* Selection
◇ ◇ ◇ ◇ ◇

I actually took the time to spend a day at a university where I could gain access to IEEE papers without wasting my private money. I picked out twenty recent realtime related papers and did a quick survey. Twelve of the papers were a rehash of well-known and well-researched topics, and at least half of them were badly written as well. From the remaining eight papers, six were micro improvements based on previous papers where I had a hard time figuring out why the papers had been written at all. One of those was merely describing the effects of converting a constant which influences resource partitioning into a runtime configurable variable. So that left two papers which seemed actually worthwhile to read in detail. Funny enough, I had already read one of those papers as it was publicly accessible in a slightly modified form.
That survey really convinced me to stay away from IEEE forever and to consider the university ranking system even more suspicious.
There are plenty of other sources where research papers can be accessed, but unfortunately the signal-to-noise ratio there is not significantly better. I have no idea how researchers filter that, but on the other hand most people wonder how kernel developers filter out the interesting stuff from the Linux kernel mailing list flood.
One interesting thing I noticed while skimming through paper titles and abstracts is that the Linux kernel seems to have become the most popular research vehicle. On one site I found roughly 600 Linux-based realtime and scheduling papers which were written in the last 18 months. About 10% of them utilized the realtime preemption patch as their baseline operating system. Unfortunately almost none of the results ever trickled through to the kernel development community, not to mention actually working code being submitted to the Linux kernel mailing list.

◇ ◇ ◇ ◇ ◇

* Material
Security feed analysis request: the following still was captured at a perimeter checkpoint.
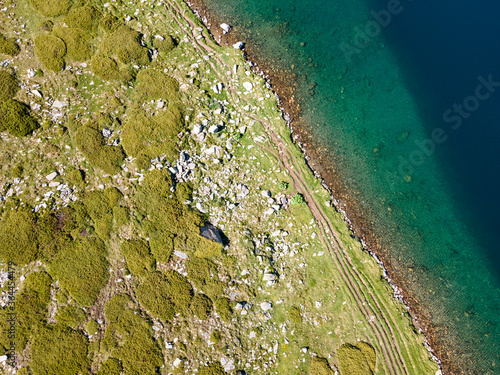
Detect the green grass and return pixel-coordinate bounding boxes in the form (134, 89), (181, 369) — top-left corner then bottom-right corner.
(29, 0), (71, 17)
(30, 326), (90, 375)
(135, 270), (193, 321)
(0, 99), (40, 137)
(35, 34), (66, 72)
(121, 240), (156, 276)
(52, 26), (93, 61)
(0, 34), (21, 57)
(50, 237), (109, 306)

◇ ◇ ◇ ◇ ◇

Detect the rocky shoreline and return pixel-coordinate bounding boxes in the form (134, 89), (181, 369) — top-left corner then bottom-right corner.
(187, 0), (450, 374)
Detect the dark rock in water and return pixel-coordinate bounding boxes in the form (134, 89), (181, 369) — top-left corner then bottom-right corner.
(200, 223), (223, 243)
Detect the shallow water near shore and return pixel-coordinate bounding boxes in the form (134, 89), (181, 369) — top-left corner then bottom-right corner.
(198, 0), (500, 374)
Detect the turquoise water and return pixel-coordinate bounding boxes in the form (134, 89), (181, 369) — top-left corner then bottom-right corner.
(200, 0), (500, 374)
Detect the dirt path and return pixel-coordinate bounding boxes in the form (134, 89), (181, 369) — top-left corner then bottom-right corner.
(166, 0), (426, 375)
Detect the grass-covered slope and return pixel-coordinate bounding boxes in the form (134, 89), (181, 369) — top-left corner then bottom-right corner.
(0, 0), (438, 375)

◇ ◇ ◇ ◇ ◇

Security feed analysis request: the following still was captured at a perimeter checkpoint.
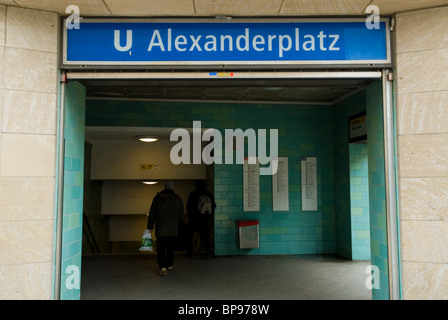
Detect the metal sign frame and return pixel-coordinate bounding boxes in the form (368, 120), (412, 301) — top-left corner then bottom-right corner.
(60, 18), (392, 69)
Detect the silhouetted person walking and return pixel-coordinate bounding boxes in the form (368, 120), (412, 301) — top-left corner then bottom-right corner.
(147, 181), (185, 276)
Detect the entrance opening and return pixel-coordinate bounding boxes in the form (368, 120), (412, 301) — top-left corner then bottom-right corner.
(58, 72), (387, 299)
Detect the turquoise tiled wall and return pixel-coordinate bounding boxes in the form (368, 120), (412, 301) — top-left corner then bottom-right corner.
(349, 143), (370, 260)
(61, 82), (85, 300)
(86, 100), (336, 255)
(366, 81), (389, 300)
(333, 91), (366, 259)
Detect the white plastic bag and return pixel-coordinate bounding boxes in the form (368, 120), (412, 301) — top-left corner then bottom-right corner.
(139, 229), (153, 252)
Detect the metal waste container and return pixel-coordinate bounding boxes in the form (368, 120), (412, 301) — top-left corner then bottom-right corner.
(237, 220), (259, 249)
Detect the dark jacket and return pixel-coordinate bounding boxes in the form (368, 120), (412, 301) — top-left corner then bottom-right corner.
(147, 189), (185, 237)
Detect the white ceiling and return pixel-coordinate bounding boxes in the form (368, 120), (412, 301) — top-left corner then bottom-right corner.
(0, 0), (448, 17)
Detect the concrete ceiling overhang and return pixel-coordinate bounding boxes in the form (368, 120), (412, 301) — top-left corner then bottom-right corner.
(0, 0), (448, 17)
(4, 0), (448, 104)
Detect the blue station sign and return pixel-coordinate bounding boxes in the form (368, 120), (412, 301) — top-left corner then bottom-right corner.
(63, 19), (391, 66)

◇ ◇ ◇ ◇ ◇

* Problem to work on
Continue the commentary on realtime research papers and the Linux kernel, picking up right after its last sentence.

* Solved exercise
As a side note: one paper even mentioned a hard-to-trigger longstanding bug in the kernel which the authors fixed during their research. It took me some time to map the bug to the kernel code, but I found out that it got fixed in the mainline about three months after the paper was published—which is a full kernel release cycle. The fix was not related to this research work in any way, it just happened that some unrelated changes made the race window wider and therefore made the bug surface. I was a bit grumpy when I discovered this, but all I can ask for is: please send out at least a description of a bug you trip over in your research work to the kernel community.
Another reason why it's hard for us to leverage research results is that academic operating system research has, as probably any other academic research area, a few interesting properties:
- Base concepts in research are often several decades old, but they
don't show up in the real world even if they would be helpful to
solve problems which have been worked around for at least the same
number of decades more or less.
We discussed the sporadic server model yesterday at OSPERT, but it has been around for 27 years. I assume that hundreds of papers have been written about it, hundreds of researchers and students have improved the details, created variations, but there is almost no operating system providing support for it. As far as I know Apple's OSX is the only operating system which has a scheduling policy which is not based on priorities but, as I learned, it's well hidden away from the application programmer.
- Research often happens on narrow aspects of an already narrow
problem space.
That's understandable as you often need to verify and contrast
algorithms on their own merit without looking at other factors.
But that leaves the interested reader like me with a large amount
of puzzle pieces to chase and fit together, which often enough
made me give up.
- Research often happens on artificial application scenarios.
While again understandable from the research point of view, it
makes it extremely hard, most of the time, to expand the research
results into generalized application scenarios without shooting
yourself in the foot and without either spending endless time or
giving up.
I know that it's our fault that we do not provide real
application scenarios to the researchers, but in our defense I have
to say that in most of the cases we don't know what downstream
users are actually doing. We only get a faint idea of it when
they complain about the kernel not doing what they expect.
- Research often tries to solve yesterday's problems over and over
while the reality of hardware and requirements have already moved
to the next levels of complexity.
I can understand that there are still interesting problems
to solve, but seeing the gazillionst paper about priority ceilings
on uniprocessor systems is not really helpful when we are
struggling with schedulability, lock scaling and other challenges on
64- (and more) core machines.
- Comparing and contrasting research results is almost impossible.
Even if a lot of research happens on Linux there is no way to
compare and contrast the results as researchers, most of the time,
base their work on completely different base kernel versions.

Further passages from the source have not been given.